▶ **Dataset**
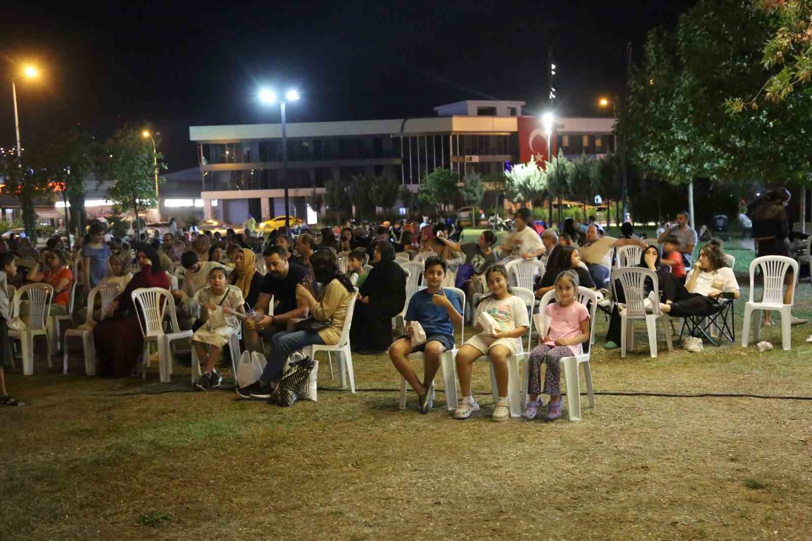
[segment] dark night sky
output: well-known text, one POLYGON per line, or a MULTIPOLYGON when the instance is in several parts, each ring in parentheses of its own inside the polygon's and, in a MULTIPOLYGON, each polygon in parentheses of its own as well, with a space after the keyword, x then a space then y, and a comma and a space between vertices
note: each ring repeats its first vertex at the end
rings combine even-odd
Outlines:
MULTIPOLYGON (((672 26, 693 2, 24 2, 4 6, 0 58, 48 72, 18 82, 26 131, 80 123, 104 137, 151 123, 170 171, 197 165, 190 125, 278 122, 259 86, 295 85, 288 122, 431 116, 463 99, 546 106, 546 47, 560 115, 606 114, 622 93, 625 43, 672 26)), ((14 144, 9 77, 0 145, 14 144)))

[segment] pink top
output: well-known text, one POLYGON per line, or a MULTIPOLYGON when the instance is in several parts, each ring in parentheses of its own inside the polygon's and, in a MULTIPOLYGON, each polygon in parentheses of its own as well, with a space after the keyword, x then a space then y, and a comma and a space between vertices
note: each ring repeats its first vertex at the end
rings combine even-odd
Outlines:
MULTIPOLYGON (((573 301, 569 306, 562 306, 557 302, 552 302, 544 309, 544 314, 550 322, 547 329, 547 345, 555 346, 555 340, 559 338, 572 338, 581 334, 581 322, 590 318, 590 311, 586 306, 578 301, 573 301)), ((584 348, 580 344, 567 346, 572 350, 573 355, 581 355, 584 348)))

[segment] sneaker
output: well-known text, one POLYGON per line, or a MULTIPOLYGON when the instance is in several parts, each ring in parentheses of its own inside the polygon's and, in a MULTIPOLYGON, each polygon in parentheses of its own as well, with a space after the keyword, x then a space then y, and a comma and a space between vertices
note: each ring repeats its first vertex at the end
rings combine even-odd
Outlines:
POLYGON ((538 409, 543 405, 542 404, 541 399, 537 400, 531 400, 527 403, 525 407, 525 413, 521 414, 522 418, 527 419, 528 421, 536 418, 536 415, 538 414, 538 409))
POLYGON ((558 402, 547 402, 547 414, 544 418, 546 421, 555 421, 555 419, 561 417, 561 409, 564 408, 564 403, 561 399, 559 399, 558 402))
POLYGON ((460 407, 454 410, 454 418, 467 419, 475 411, 479 411, 479 405, 473 400, 473 397, 464 398, 460 407))
POLYGON ((508 407, 508 399, 500 398, 496 400, 496 407, 490 415, 490 420, 495 422, 501 422, 510 418, 510 408, 508 407))
POLYGON ((420 413, 425 414, 431 411, 434 405, 434 383, 432 382, 425 395, 418 395, 420 399, 420 413))
MULTIPOLYGON (((243 398, 248 398, 248 399, 253 398, 254 393, 263 392, 267 390, 268 390, 268 386, 263 386, 258 381, 255 381, 248 387, 238 387, 236 388, 238 395, 240 395, 243 398)), ((269 392, 268 396, 266 396, 266 398, 267 398, 270 396, 270 393, 269 392)))
POLYGON ((208 391, 211 388, 211 372, 206 372, 200 377, 197 383, 195 383, 195 387, 200 391, 208 391))

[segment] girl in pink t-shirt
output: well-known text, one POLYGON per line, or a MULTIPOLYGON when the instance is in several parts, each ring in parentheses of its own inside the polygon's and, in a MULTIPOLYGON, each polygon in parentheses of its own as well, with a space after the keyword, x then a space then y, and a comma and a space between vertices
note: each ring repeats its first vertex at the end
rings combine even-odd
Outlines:
POLYGON ((578 275, 572 270, 564 270, 555 279, 556 302, 544 307, 549 321, 547 335, 530 353, 529 376, 527 392, 530 401, 527 404, 523 417, 535 418, 542 400, 538 398, 541 389, 542 363, 547 365, 544 373, 544 392, 550 395, 547 404, 547 421, 561 417, 561 365, 565 357, 581 355, 581 344, 590 340, 590 313, 586 306, 577 302, 578 275))

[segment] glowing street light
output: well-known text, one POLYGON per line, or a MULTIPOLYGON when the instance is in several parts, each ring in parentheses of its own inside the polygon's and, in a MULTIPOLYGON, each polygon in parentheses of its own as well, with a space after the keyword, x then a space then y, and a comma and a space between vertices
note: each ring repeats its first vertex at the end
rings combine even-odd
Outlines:
POLYGON ((285 189, 285 227, 290 229, 291 209, 287 196, 287 135, 285 123, 285 106, 287 102, 296 102, 300 96, 296 89, 291 89, 285 93, 285 99, 279 100, 276 92, 270 89, 261 89, 259 91, 259 101, 271 105, 279 102, 279 110, 282 114, 282 185, 285 189))

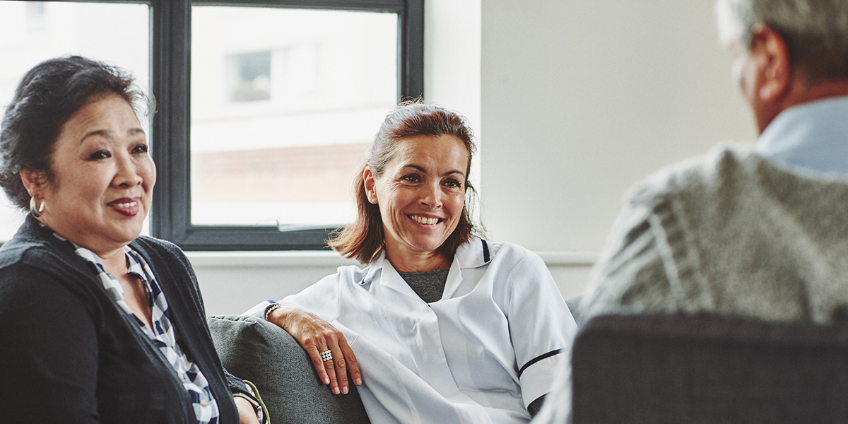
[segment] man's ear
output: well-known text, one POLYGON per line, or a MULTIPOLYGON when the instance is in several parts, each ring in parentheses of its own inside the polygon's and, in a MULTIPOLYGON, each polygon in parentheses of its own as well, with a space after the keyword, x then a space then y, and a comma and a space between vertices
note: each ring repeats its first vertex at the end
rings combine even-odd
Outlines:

▶ **What is expected**
Resize the outlines in the lines starting at "[segment] pink top" and ending at "MULTIPOLYGON (((573 301, 569", reproducing those lines in full with their requests. Multiply every vertex coordinate in the answers by 1.15 and round each to a whole number, with halves rounded up, and leave all other text unchanged.

▶ **Finished task**
[segment] pink top
output: well-known text, one POLYGON per line, or a MULTIPOLYGON when the instance is in several parts, each ring in parentheses of its own inside the polygon's and, in a MULTIPOLYGON, each polygon in parentheses of its own as well, with a space after the keyword, x then a space then y, and a comma and a space between vertices
note: each ring repeats its first vertex at the end
rings combine even-odd
Outlines:
MULTIPOLYGON (((659 346, 654 352, 646 352, 641 347, 635 347, 626 355, 626 361, 633 370, 629 378, 629 397, 638 398, 638 391, 643 389, 658 389, 668 384, 668 370, 679 366, 679 358, 674 352, 665 346, 659 346)), ((672 400, 667 396, 652 398, 658 403, 659 408, 668 408, 672 400)))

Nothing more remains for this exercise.